### INSTRUCTION 1
Using the court excerpt on gang testimony below, list every offense named in the 2007 predicate crime.
### INSTRUCTION 2
According to the court excerpt on gang testimony below, on what two objects had the defendant written "Highland"?
### INSTRUCTION 3
Carry the court excerpt on gang testimony below forward from its final sentence.
-- START OF PAGE EXTRACT --
He was familiar with the Highland Street gang, having been assigned to its claimed turf since he began working with the Santa Ana police department in 1984, and had spoken to some of its members, although not for a couple of years and not with the 15 members active on the day of the carjacking. He testified as to its claimed territory, and, based on conversations with gang members, its allied and rival gangs. Its primary activities are possession of narcotics for sale (Health & Saf.Code, §§ 11378, 11351) and auto theft (Veh.Code, § 10851). He cited four narcotics arrests and five auto theft arrests of members of Highland Street, all between 2003 and 2007. This testimony was based on his review of police reports and arrest reports he had studied to determine whether to file gang charges.
The two predicate crimes were attempted first degree burglary and street terrorism in 2006 and carjacking, receiving stolen property, possessing a firearm near a school, and street terrorism in 2007. As to the earlier crime, Castillo testified he knew and had contacts with the defendant and had reviewed arrest reports and related documents. As to the second crime, he conducted a background check, including review of police reports and gang notices.
As of the date of the crimes, Highland Street was a criminal street gang based on the number of members, primary activities, symbol, and predicate crimes. Castillo testified Highland Street is a traditional Hispanic gang, which has a claimed territory, usually in a residential neighborhood, marked by graffiti and in which members have free rein because no one will try to stop them. Respect, which is critical to status, is obtained by committing crimes; violent crimes are those most helpful to the gang and earn more respect. A goal is to engender fear in the community to prevent opposition or cooperation with police or prosecutions. Victims often are hesitant to testify for fear of retaliation. Possessing a firearm increases a gang member's respect and is useful in committing crimes, including carjackings and when selling drugs. A sign of respect is to inform other gang members in a car if it contains a gun. The occupants will be aware it is available for use or to dispose of if the car will be stopped by police.
Castillo did not know defendant personally but had checked his background. He reviewed police reports and four STEP (Street Terrorism Enforcement and Prevention) notices dating between 2003 and 2007. They included information defendant had associated with two other gang members, grew up in the territory Highland Street claimed, and had been “claiming” that gang since he was in the sixth grade. Defendant had written “Highland” on a school door and a chair in his bedroom. Castillo also reviewed Lizardi's postarrest interview with defendant, where he admitted being “documented” as a gang member for four years. On the basis of all those facts, it was Castillo's opinion defendant was a gang member.
The prosecutor then presented a hypothetical question based on the facts of the case. Before Castillo answered the question the court instructed the jury with CALJIC No. 2.82, which stated that all facts assumed in the hypothetical were not necessarily true, although they could be and the jury was to decide when evaluating the expert's testimony. Castillo then testified he was of the opinion the hypothetical facts showed the crimes were committed for benefit of Highland Street.
Carjacking benefitted the gang because, as members had told Castillo, the carjacked or stolen cars are used to commit other crimes. Additionally, gang members can more easily avoid police because if they used their own cars police can track them more easily. Carjacking also enhances the status of the gang and the member. If a gun is used it engenders fear and residents are less likely to call the police. Gangs use fear to operate by controlling the community located within their claimed turf.
-- END OF PAGE EXTRACT --
-- START OF LISTED RECORDS --
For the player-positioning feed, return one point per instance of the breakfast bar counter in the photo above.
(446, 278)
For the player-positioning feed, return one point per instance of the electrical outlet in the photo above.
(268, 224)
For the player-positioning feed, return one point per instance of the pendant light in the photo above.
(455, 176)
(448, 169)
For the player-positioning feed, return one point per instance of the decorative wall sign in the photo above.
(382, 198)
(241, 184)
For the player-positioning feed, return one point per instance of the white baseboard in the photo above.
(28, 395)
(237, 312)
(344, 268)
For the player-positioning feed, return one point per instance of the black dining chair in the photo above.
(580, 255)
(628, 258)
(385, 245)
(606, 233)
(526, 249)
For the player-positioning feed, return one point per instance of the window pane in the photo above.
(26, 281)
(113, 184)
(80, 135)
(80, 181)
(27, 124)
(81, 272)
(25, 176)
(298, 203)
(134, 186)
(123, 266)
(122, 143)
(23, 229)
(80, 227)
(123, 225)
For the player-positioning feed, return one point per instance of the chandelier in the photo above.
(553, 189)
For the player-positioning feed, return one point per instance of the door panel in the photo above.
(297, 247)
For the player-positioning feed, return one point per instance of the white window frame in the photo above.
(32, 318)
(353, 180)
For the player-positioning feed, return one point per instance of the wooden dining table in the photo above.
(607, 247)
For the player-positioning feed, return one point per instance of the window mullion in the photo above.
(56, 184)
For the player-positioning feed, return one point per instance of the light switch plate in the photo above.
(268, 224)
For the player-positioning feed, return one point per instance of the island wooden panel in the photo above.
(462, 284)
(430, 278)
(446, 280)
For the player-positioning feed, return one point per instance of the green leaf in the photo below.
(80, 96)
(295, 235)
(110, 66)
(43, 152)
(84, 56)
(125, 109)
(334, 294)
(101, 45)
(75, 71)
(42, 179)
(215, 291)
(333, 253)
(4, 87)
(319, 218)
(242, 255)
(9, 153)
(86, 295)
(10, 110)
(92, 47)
-- END OF LISTED RECORDS --
### EXERCISE RESPONSE 1
Carjacking, receiving stolen property, possessing a firearm near a school, street terrorism

### EXERCISE RESPONSE 2
A school door and a chair in his bedroom.

### EXERCISE RESPONSE 3
1. Sufficiency of the Evidence
Defendant challenges both the substantive crime of street terrorism and the gang enhancement, contending there was insufficient evidence of the gang's primary activities as defined under section 186.22, subdivisions (e) and (f), and that therefore the prosecution had not proven Highland Street was a street gang. He also argues there was no substantial evidence the crimes were committed in association with, at the direction of, or to benefit the gang, a necessary element of the enhancement or, because he did not commit the acts with another gang member, there was no evidence he had the specific intent to promote the gang or himself within the gang, which he claims is required to prove both street terrorism.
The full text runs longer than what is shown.